(Photo-based referring expression data)

::::

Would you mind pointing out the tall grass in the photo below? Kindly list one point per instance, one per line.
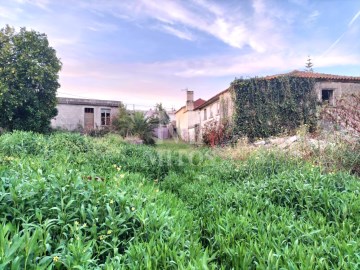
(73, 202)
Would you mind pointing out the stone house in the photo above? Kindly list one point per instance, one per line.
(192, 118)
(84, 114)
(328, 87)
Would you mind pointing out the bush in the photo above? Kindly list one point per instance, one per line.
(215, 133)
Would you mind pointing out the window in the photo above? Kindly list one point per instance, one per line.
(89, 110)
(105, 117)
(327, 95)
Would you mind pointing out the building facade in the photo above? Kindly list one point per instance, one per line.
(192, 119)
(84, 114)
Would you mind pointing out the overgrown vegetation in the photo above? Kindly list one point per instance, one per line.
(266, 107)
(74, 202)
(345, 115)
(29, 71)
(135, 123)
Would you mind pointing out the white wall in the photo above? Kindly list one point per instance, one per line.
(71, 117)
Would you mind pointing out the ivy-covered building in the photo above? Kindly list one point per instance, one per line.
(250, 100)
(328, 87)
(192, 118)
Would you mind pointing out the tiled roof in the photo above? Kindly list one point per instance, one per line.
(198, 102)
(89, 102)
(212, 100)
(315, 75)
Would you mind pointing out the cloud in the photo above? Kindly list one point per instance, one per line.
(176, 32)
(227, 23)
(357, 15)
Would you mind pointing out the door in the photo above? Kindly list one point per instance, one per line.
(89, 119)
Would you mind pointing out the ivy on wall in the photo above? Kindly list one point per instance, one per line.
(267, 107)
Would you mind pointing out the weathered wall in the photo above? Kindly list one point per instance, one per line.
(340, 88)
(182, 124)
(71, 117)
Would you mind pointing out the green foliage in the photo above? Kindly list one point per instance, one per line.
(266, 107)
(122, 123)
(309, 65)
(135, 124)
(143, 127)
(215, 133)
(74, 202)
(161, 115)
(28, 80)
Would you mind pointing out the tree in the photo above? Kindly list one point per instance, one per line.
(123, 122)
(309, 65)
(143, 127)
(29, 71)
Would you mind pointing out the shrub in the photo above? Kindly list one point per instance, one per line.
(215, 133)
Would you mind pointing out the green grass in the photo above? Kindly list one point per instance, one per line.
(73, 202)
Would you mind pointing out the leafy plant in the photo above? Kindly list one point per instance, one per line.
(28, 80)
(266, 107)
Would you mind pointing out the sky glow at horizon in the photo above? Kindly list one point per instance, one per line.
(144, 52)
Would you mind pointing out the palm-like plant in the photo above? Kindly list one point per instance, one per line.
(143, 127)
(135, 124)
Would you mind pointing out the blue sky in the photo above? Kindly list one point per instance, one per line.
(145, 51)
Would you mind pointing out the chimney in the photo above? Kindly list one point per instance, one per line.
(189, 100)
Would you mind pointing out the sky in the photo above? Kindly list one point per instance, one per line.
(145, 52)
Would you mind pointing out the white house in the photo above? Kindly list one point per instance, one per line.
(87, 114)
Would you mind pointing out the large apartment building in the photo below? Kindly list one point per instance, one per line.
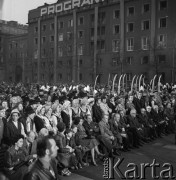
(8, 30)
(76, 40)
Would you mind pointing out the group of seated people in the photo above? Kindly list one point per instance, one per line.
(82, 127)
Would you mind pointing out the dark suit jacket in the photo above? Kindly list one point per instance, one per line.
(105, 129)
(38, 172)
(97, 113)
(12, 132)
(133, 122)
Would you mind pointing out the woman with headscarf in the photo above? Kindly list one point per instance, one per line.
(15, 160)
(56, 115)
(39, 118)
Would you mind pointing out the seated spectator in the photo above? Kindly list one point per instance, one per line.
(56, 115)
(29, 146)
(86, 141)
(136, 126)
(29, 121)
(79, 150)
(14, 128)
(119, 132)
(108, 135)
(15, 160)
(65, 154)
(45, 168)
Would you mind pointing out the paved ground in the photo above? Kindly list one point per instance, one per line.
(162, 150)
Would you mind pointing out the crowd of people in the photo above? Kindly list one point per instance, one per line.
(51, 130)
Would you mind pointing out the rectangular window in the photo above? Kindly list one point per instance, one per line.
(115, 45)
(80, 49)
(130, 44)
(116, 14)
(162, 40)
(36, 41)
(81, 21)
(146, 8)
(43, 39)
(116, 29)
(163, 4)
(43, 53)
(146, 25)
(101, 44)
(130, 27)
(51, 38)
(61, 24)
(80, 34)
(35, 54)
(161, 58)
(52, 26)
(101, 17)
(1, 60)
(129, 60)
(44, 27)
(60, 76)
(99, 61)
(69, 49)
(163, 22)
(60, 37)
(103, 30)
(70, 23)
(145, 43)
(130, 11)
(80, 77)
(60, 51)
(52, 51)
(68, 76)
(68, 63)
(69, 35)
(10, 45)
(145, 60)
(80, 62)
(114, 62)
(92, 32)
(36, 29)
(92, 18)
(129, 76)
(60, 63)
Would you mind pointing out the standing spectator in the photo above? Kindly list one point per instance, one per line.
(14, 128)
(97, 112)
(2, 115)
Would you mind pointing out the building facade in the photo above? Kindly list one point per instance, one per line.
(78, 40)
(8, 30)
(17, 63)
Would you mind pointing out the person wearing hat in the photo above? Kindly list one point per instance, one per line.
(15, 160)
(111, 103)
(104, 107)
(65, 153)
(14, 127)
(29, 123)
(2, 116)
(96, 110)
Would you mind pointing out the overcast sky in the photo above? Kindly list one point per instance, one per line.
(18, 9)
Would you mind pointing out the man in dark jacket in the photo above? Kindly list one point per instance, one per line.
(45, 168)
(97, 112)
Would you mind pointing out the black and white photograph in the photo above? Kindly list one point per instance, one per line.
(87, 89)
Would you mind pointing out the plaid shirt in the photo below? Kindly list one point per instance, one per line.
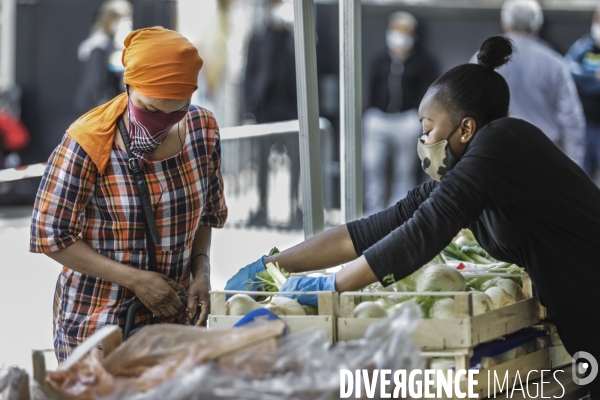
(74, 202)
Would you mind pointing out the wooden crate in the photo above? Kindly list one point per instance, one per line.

::::

Problem statement:
Nothing may be altered when you restate the records, but every picture must be dropped.

Answer area:
Would you mind pointing out the tall grass in the photo below? Kindly list one point per instance, one per line.
(73, 202)
Would you mind pointing out the stone house in the photo above? Kindly list one point per instance, one per line.
(192, 118)
(84, 114)
(328, 87)
Would you mind pointing out the bush in the photo above? Kindly list one point per instance, one per line.
(215, 133)
Would you mind pointing out the window in the photo above? Kindly list one point per instance, one per line.
(89, 110)
(105, 117)
(327, 95)
Would you mind pointing out the building facade in the photo above? Kindly list one point per instance, one per line.
(192, 119)
(84, 114)
Would you mind pointing out the overgrown vegetation in the photo above? Kindly list one point per instance, one per line.
(266, 107)
(74, 202)
(345, 115)
(29, 71)
(135, 123)
Would you mind pointing out the white wall in the photo above? Kindly list one point per instance, one per line.
(71, 117)
Would you mind pointing out the ivy-covered building in the photo above? Kindly list one point per instance, one per line.
(250, 100)
(328, 87)
(192, 118)
Would you mind pointing out the tiled roof in the photo above? Kindly list one point per instance, one per line.
(198, 102)
(89, 102)
(212, 100)
(315, 75)
Would you mind pointing out the cloud in the photo above? Kindly list one point per instance, one per line.
(176, 32)
(227, 23)
(357, 15)
Would you mind pointing out the door in the photo above? Kindly list one point per instance, one per line.
(89, 119)
Would you mind pointing out the ivy on wall in the photo above? Kindly list one point per instance, one per line.
(267, 107)
Would you mind pointing out the weathered wall in the photo above? Kindly list one point per instance, one per line.
(340, 88)
(182, 124)
(71, 117)
Would you mind pointing out the green foliage in the photo above? Kindly list one point per instance, one per line.
(266, 107)
(122, 123)
(309, 65)
(135, 124)
(143, 127)
(215, 133)
(74, 202)
(161, 115)
(28, 80)
Would you mind pointing out the tree in the photo above? Kindly list one point per instance, one per line.
(123, 122)
(309, 65)
(143, 127)
(29, 71)
Would you mind pointing out the shrub in the photo above? Kindly list one point per instance, one per line.
(215, 133)
Would you mind pointing out the green grass in the photo above? Kindly list one point per instance, one per line.
(73, 202)
Would you mind pointing out the leafy plant in the photo above? Kindly list one point per instance, one per line.
(28, 80)
(266, 107)
Would you mind pointing out the sky glow at horizon in the photo above? Kindly list one point per instance, one per line.
(144, 52)
Would you mind pointing out the palm-like plant in the photo above? Kindly list one point per instance, one per line.
(143, 127)
(135, 124)
Would you mind pointing out the blue sky in the photo above? Kindly list one point per instance, one per line.
(145, 51)
Would you mind pointing out the chimney in the photo above? Kindly list one point per instance, one per line.
(189, 100)
Would you mind pointing out the sky in the photo above? Kindly list one point per instance, one per line.
(145, 52)
Would you mind pointing out the white house in the photo above? Kindly list one point per instance, one per line.
(87, 114)
Would you mind pointing out the large apartment building in the photo below? Kindly list one point per instance, one per line.
(8, 30)
(76, 40)
Would you mind pointing out the group of seated people in the photo above? Kindly list one point per instance, one per line.
(82, 127)
Would you mind pointing out the dark suit jacket in the photo above? Kindly list one point per instance, one per line.
(105, 129)
(38, 172)
(97, 113)
(12, 132)
(133, 122)
Would you mind pointing out the woman with headscarf in the photo above? Kindly list one point per instance, one per line.
(15, 160)
(56, 115)
(39, 118)
Would you mind pointing out the seated spectator in the photo above? Kindly list one point per instance, one per line.
(56, 115)
(29, 146)
(86, 141)
(136, 126)
(29, 121)
(79, 150)
(14, 128)
(119, 132)
(108, 135)
(15, 160)
(65, 154)
(45, 168)
Would you mind pointing out the paved ground in the photo above? Kindly list one point per instance, one per line.
(162, 150)
Would you mind pointing out the crowd of people in the photo above? Kindly list one point per instance, one per line.
(51, 130)
Would you mind pointing out the rectangular window in the photo above? Kindly list one point per instance, one per line.
(115, 45)
(80, 49)
(130, 44)
(116, 14)
(162, 40)
(36, 41)
(81, 21)
(146, 8)
(43, 39)
(116, 29)
(163, 4)
(43, 53)
(146, 25)
(101, 44)
(130, 27)
(51, 38)
(61, 24)
(80, 34)
(35, 54)
(161, 58)
(52, 26)
(101, 17)
(1, 60)
(129, 60)
(44, 27)
(60, 76)
(99, 61)
(69, 49)
(163, 22)
(60, 37)
(103, 30)
(70, 23)
(145, 43)
(130, 11)
(80, 77)
(60, 51)
(52, 51)
(68, 76)
(68, 63)
(69, 35)
(10, 45)
(145, 60)
(80, 62)
(114, 62)
(92, 32)
(36, 29)
(92, 18)
(129, 76)
(60, 63)
Would you mind pointing out the standing spectator in the photo above? Kindly list one point per instance, one per line.
(14, 128)
(97, 112)
(2, 115)
Would you mind pointing out the building facade in the photo above? Kindly list one point per instance, one per line.
(78, 40)
(8, 30)
(17, 63)
Would you mind pointing out the person wearing hat in the photo above? Kindly list one point per instance, one per line.
(15, 160)
(111, 103)
(104, 107)
(65, 153)
(14, 127)
(29, 123)
(2, 116)
(96, 110)
Would you mind pointing out the overcast sky in the photo above? Kindly list one point per instance, one per line.
(18, 9)
Would you mind pointing out the man in dark jacket in the photo above? Kindly list one point per instance, one per line.
(45, 168)
(97, 112)
Would you mind pointing out the black and white photograph in the photo above? Kindly list one point per instance, one per line.
(87, 89)
Would you mind pointing out the plaid shirt in the photo below? Kindly list one point per instance, one per line.
(74, 202)
Would you mind pointing out the wooden crate in the photo above? Kindly list one point per instance, one per line.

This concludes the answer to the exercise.